- _Your task_: Of all the entries below, retype only the lines from the one with "Place one point on each instance of the water" through the one with "Place one point on each instance of the pier", exactly as they appear.

::: Input

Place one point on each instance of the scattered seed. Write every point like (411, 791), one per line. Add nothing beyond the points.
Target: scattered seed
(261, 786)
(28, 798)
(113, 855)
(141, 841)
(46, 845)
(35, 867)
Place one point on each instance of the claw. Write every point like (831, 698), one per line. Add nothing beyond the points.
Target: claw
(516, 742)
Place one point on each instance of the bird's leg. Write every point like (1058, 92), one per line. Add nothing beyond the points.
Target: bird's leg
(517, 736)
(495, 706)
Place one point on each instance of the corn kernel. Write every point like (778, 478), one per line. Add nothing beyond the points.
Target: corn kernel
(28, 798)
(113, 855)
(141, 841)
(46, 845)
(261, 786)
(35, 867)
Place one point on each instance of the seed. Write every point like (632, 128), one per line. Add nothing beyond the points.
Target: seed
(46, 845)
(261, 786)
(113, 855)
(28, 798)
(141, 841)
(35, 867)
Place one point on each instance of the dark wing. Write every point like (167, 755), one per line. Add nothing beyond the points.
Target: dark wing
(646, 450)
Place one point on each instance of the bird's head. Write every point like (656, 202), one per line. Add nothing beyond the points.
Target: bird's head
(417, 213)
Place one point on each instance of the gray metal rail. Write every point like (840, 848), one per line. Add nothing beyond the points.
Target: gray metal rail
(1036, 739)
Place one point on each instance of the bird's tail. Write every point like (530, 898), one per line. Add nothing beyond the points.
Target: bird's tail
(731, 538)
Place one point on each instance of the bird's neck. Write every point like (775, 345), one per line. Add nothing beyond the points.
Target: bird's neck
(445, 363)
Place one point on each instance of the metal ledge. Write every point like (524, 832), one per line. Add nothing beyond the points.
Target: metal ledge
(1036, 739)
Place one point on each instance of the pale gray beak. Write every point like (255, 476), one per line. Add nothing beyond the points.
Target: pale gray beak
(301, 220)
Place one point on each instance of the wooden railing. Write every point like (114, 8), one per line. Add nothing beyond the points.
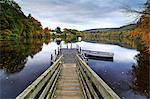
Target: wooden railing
(92, 85)
(44, 86)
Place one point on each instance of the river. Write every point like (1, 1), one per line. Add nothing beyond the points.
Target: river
(21, 63)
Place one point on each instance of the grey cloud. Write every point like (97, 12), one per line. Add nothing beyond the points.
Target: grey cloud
(76, 11)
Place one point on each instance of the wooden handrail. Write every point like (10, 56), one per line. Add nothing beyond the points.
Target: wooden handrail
(92, 84)
(47, 79)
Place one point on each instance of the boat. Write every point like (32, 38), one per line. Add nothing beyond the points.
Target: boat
(106, 56)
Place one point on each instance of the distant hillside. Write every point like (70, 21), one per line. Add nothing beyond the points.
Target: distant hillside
(123, 28)
(14, 24)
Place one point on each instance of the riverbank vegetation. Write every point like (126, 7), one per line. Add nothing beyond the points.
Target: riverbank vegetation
(15, 25)
(138, 35)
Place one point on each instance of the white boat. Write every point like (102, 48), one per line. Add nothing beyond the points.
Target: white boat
(97, 54)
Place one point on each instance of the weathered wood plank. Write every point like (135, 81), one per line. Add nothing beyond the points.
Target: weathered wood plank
(102, 87)
(32, 90)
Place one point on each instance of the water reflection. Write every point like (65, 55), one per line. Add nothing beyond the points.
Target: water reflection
(127, 75)
(21, 63)
(141, 73)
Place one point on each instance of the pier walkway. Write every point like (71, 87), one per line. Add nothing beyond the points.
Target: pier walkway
(68, 78)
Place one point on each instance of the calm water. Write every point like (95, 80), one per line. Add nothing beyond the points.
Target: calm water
(126, 75)
(21, 64)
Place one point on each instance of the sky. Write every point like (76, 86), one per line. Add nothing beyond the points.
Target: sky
(81, 14)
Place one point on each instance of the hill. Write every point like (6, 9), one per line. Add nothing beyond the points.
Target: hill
(14, 24)
(120, 29)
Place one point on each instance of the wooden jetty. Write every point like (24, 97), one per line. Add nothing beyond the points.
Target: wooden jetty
(68, 78)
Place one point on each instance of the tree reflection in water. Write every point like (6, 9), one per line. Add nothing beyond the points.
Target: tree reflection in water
(14, 54)
(141, 73)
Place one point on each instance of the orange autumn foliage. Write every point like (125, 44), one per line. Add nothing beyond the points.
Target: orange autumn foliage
(142, 31)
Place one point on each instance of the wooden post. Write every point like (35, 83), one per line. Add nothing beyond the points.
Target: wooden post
(55, 51)
(58, 51)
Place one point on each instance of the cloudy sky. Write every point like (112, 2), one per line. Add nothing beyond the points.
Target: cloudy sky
(80, 14)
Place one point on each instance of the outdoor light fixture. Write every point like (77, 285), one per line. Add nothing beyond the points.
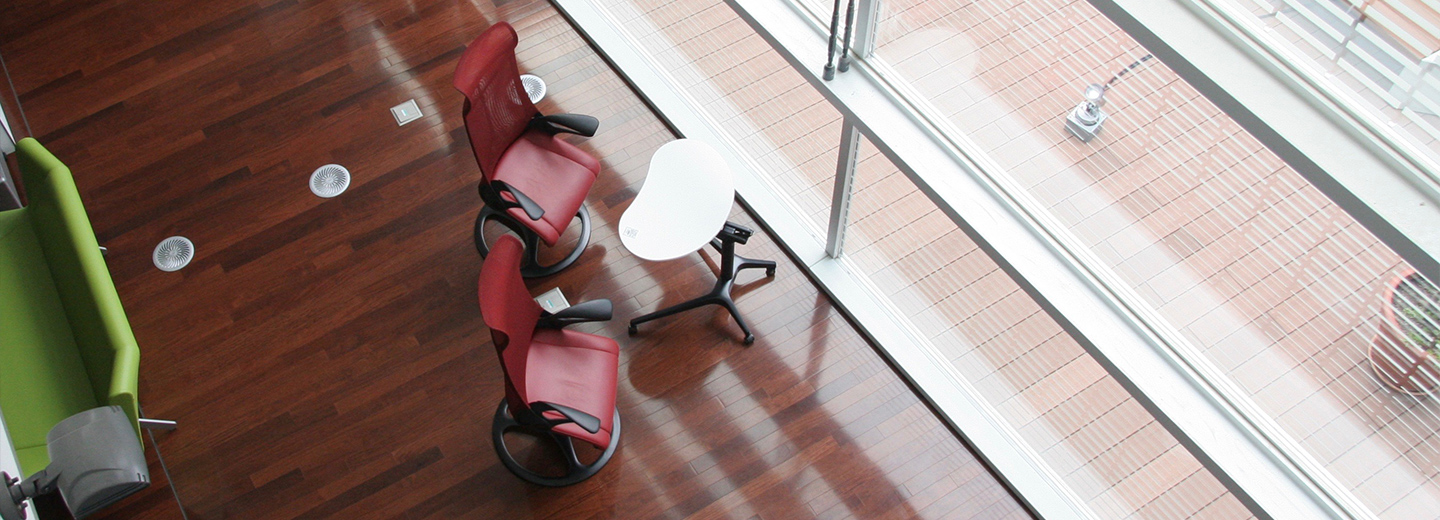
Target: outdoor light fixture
(95, 461)
(1086, 118)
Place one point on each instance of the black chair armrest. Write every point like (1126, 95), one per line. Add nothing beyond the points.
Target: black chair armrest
(594, 310)
(532, 209)
(578, 124)
(585, 421)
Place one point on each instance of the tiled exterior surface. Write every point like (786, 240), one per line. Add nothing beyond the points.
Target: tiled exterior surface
(1254, 268)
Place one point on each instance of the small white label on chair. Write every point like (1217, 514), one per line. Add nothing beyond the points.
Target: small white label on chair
(405, 113)
(553, 301)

::::::

- _Finished task_:
Place one point on each instance of the water reflection. Write every point like (65, 55), one per line. Add nothing beyond the points.
Target: water reflection
(127, 75)
(21, 63)
(141, 73)
Place one point on each instance of the pier walkway. Write every point like (71, 87), one per line. Add nothing beyond the points.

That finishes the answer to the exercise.